*** Begin section ***

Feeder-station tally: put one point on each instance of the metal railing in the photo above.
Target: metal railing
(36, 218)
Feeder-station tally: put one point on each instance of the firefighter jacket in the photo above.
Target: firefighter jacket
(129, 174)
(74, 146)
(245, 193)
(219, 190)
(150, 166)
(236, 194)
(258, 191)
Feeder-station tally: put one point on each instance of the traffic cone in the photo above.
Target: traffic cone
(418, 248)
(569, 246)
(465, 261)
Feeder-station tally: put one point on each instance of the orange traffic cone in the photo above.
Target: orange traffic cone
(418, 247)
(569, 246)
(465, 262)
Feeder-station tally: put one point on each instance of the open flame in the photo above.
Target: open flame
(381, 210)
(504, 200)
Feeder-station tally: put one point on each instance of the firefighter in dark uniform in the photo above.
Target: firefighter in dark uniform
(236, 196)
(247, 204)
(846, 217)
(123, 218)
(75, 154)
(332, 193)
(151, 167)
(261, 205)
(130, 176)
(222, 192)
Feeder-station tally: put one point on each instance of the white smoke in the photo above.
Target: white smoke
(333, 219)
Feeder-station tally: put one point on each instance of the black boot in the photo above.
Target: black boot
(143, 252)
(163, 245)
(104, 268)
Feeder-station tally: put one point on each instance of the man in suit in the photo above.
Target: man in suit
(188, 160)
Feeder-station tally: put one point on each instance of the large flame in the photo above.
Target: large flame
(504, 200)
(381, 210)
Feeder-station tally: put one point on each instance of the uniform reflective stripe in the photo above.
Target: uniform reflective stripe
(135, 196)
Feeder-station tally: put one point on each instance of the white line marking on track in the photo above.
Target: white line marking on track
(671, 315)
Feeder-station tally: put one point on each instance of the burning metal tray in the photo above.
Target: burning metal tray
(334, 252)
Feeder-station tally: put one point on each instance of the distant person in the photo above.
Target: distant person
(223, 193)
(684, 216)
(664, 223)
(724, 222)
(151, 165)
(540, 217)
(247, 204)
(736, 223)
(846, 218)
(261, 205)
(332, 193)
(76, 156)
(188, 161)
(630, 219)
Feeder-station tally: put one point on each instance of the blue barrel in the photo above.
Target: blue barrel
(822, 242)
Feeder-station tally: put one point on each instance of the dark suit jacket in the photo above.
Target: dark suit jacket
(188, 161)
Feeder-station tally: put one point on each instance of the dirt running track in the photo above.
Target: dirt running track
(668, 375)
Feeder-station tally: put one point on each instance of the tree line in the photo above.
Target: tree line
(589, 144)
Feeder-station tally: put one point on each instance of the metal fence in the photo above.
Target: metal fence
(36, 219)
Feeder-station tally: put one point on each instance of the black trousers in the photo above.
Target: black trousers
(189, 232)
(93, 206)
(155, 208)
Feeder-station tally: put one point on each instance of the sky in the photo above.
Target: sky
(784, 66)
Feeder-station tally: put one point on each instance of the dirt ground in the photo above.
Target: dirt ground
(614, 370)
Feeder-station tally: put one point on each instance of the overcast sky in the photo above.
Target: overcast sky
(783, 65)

*** End section ***
*** Begin section ***

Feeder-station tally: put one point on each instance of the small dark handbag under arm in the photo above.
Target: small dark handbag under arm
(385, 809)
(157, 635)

*** End section ***
*** Begin section ***

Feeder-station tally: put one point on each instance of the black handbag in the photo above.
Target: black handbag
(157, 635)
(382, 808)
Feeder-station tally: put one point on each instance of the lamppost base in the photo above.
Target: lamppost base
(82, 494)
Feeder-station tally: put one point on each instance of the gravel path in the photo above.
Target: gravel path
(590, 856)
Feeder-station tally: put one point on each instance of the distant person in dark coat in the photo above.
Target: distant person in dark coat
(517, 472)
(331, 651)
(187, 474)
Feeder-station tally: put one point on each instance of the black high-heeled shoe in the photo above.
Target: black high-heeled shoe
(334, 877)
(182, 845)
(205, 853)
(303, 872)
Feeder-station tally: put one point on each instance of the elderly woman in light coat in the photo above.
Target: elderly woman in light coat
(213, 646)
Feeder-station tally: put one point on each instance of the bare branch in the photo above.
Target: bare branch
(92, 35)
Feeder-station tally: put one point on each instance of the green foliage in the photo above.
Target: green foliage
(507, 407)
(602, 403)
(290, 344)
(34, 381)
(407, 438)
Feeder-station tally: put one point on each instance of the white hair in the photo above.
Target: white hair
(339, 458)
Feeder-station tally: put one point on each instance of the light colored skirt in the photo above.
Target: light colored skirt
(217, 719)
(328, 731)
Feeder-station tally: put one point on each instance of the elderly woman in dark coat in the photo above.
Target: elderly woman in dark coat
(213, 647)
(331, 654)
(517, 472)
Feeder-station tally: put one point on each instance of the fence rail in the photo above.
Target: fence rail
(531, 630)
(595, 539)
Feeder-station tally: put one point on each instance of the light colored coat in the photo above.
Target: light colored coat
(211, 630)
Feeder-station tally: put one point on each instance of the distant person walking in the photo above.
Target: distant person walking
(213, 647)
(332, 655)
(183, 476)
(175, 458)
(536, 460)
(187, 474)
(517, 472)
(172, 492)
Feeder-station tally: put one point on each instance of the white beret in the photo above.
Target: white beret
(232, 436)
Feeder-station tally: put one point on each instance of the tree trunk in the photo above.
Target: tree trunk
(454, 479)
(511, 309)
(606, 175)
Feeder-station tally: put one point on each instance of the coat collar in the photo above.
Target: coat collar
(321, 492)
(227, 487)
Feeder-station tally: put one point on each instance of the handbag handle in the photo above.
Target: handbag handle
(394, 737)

*** End section ***

Activity:
Looking back over the data above, restate word for word the lines that begin at the line with "Target: lamppost base" and end at the line with "walking in the photo above.", inclusive.

Response:
Target: lamppost base
(82, 494)
Feeder-station tally: put one point on each instance of the gravel path in the photo above.
Target: gravel path
(590, 856)
Feeder-station tally: put one point on each instance of the distant person in dark coat in the photo above.
Target: distant person in dark coat
(517, 472)
(331, 651)
(187, 474)
Feeder-station tally: put one point on each instance of the black high-heeled shoe in the photo above.
Target: black high-heeled shoe
(334, 877)
(182, 845)
(205, 853)
(303, 872)
Feeder-station tally: put one point on each instance of the elderly woman in light coat in the photo above.
Target: elderly woman in light coat
(213, 646)
Feeder-station tally: put one point on each instance of the bare branch in the photo above.
Target: bare branch
(92, 35)
Feeder-station tally: put one point on each instance of the green foliage in the photo above.
Target: green foliage
(507, 407)
(602, 403)
(290, 344)
(34, 381)
(407, 438)
Feeder-station tally: put one point on each instance of the white hair in the photo above.
Target: white hair
(339, 458)
Feeder-station tally: put one point on each instance of the light colored skirt in the photo above.
Target: light colored skirt
(217, 719)
(328, 731)
Feeder-station tally: put one point on each instance of the elderly woman in dark coat in the photo above.
Target: elderly woman in dark coat
(213, 647)
(331, 654)
(517, 472)
Feeder-station tally: put one point on each instance of the fence rail in the photo above.
Target: fence rail
(531, 630)
(595, 539)
Feeder-station tally: put one point on each instance of the light colored coat in the photo above.
Target: light colored coat
(211, 630)
Feeder-station tally: put one point on each instance of the distant person walking in the photo above.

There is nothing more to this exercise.